Many people still see them as a group of people terrified by modern society, but in fact their traditions are hundreds of years old, and rooted in their religious beliefs.

Here are 10 facts about the Amish you probably didn't know as an "English" - that's Amish for "outsider."

1.  Their buggies are pretty modern

Along with their rules about modern technology, the Amish are probably best-known for riding around in horse-drawn buggies. While these vehicles may look old-fashioned, most have modern additions.

Roadkill Crossing

Many states, counties, and towns with large Amish communities pass laws requiring headlights and turn signals on buggies. Some Amish drivers even install solar-powered dome lights inside their carts (more on that later).

PROVIDED DATA:
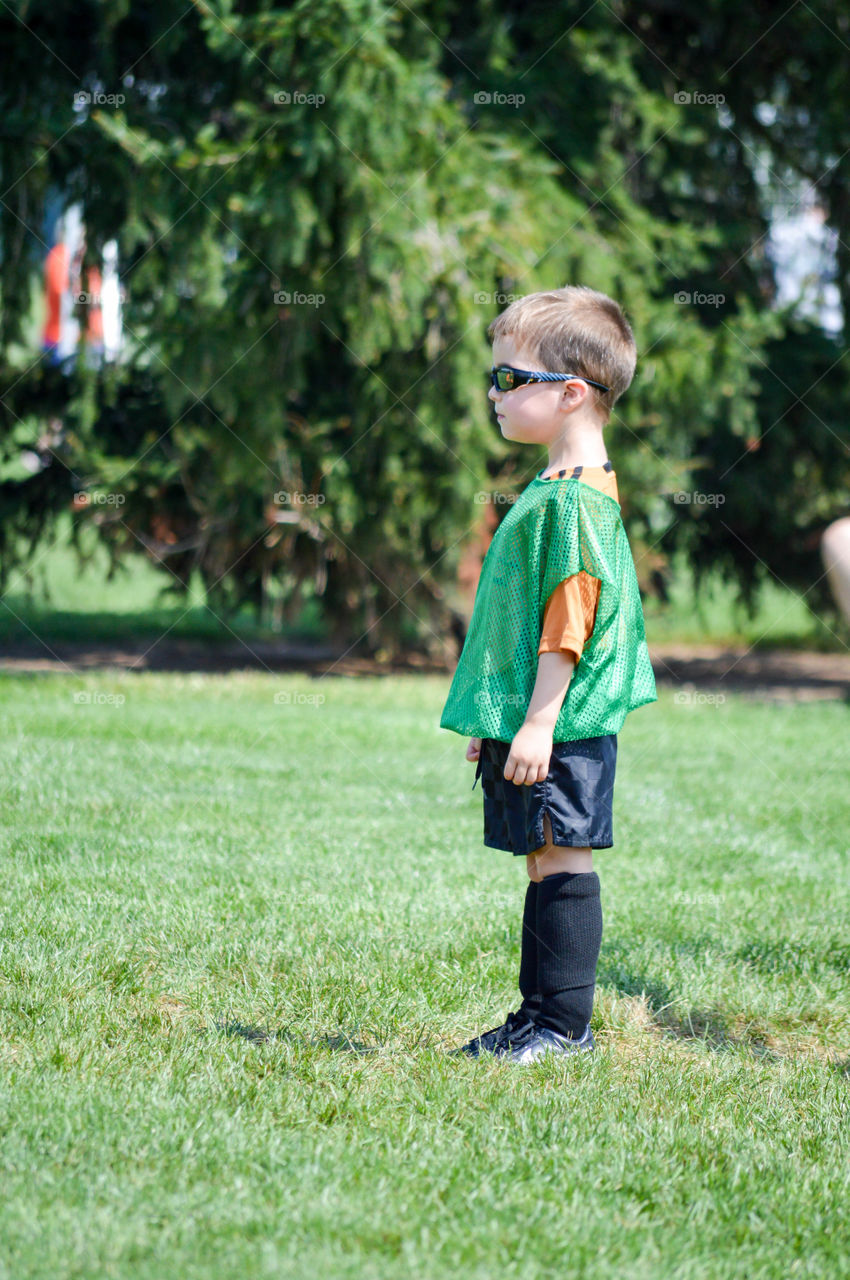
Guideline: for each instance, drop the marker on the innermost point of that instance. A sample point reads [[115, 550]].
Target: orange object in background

OBJECTIVE 1: In the article on the Amish, what term do the Amish use for an outsider?
OBJECTIVE 2: Reproduce the part of the article on the Amish between "Roadkill Crossing" and "on that later).", inclusive.
OBJECTIVE 3: Continue the article on the Amish from its final sentence.

EXPECTED ANSWER 1: "English"

EXPECTED ANSWER 2:
Roadkill Crossing

Many states, counties, and towns with large Amish communities pass laws requiring headlights and turn signals on buggies. Some Amish drivers even install solar-powered dome lights inside their carts (more on that later).

EXPECTED ANSWER 3:
2. They don't trim their beards


Young Amish men will keep their faces clean-shaven until they're married, when they'll begin growing a beard. Because of the close association between men and beards in Amish culture, cutting one off is a serious offence. You can even be charged with a religious hate crime for chopping off an Amish man's beard.

3. They're strict about fashion

Amish rules about clothing promote modesty, and make the entire community resemble one another to emphasize equality under God's eyes.


Men sport black suits, with no zippers or pockets, and use suspenders to hold up their pants. They're usually seen in a straw or a felt hat, depending on the season.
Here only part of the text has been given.